**OBJETIVO DEL EJERCICIO**
Copia todos los registros siguientes sin alterar ningún carácter.

**REGISTROS PROPORCIONADOS**
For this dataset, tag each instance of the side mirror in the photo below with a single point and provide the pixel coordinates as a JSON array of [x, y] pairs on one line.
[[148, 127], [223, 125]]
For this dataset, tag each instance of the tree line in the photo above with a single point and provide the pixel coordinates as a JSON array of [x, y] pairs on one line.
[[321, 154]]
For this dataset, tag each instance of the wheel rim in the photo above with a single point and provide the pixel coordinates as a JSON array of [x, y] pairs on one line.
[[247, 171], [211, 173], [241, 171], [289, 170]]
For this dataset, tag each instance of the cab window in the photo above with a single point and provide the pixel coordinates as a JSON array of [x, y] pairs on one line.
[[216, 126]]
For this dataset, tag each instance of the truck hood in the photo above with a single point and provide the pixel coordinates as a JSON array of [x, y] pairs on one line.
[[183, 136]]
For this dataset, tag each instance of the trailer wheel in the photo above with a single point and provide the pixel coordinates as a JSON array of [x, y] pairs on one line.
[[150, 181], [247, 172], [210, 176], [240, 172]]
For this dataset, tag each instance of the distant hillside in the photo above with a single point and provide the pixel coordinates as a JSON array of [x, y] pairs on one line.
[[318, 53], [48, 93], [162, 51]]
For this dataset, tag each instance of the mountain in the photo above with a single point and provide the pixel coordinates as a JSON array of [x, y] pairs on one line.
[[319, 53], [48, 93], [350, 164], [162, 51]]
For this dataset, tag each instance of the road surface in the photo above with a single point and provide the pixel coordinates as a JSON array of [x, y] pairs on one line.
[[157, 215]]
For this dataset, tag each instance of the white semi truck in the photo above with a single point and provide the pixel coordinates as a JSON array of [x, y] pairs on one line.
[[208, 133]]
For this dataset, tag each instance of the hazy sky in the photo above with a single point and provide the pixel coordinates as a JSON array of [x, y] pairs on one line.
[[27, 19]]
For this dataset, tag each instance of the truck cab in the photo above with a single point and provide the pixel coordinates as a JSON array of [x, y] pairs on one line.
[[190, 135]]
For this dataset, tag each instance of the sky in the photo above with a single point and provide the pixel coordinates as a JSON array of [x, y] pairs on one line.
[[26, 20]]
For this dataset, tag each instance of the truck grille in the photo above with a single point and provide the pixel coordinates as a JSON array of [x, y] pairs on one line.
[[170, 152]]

**EN RESPUESTA**
For this dataset, tag each instance of the side mirror in the photo below with a single point and provide the pixel coordinates as a JSON array of [x, y] pairs on one line.
[[148, 127], [223, 125]]
For this dataset, tag each instance of the tree line in the photo above with a single point and provide the pixel coordinates as a JSON array of [x, y] pairs on one line.
[[321, 154]]
For this dataset, tag each instance of the wheel rim in the photo above with a single point and provide the pixel coordinates as a JSON array of [x, y] pairs on one line.
[[247, 171], [211, 173], [241, 171], [289, 170]]
For this dataset, tag each instance of the cab window in the photo above with a single point and provide the pixel coordinates as a JSON array of [x, y] pairs on one line.
[[216, 126]]
For this dataset, tag each instance of the truck hood in the photo above with a single point and provide the pixel coordinates as a JSON array of [x, y] pairs on one line.
[[183, 136]]
For this dataset, tag each instance of the trailer wheel in the photo above with a single point and provide the pixel coordinates as a JSON array of [x, y] pairs on one line.
[[150, 181], [247, 172], [210, 176], [240, 172]]
For this dataset, tag each instance of the distant hillside in the photo above with a single point and provide the pixel coordinates as a JSON array of [x, y] pairs on one line.
[[318, 53], [48, 93], [162, 51]]
For this dataset, tag each instance of the mountain in the photo above with a single point and provide the pixel coordinates as a JSON array of [x, y] pairs on one line.
[[319, 53], [48, 93], [350, 164], [162, 51]]
For this dataset, tag each instance of the road surface in the photo above with a single point and provide the pixel coordinates as a JSON array of [x, y] pairs on one line.
[[157, 215]]
For this dataset, tag each instance of the white semi truck in the photo above with a single point and provide the pixel coordinates as a JSON array of [x, y] pairs on one line.
[[208, 133]]
For this dataset, tag each instance of the hazy sky in the photo above with a single point and provide the pixel coordinates as a JSON array of [x, y] pairs on one line.
[[27, 19]]
For this dataset, tag each instance of the truck cab in the photo above with a single point and provide the pixel coordinates as a JSON array of [x, y] pairs on one line.
[[190, 135]]
For this dataset, tag each instance of the sky in the photo above with a single point and provide the pixel coordinates as a JSON array of [x, y] pairs on one line.
[[26, 20]]
For this dataset, tag each instance of the truck grille in the photo above with a single point and provide the pixel coordinates as a JSON array of [x, y] pairs on one line.
[[170, 152]]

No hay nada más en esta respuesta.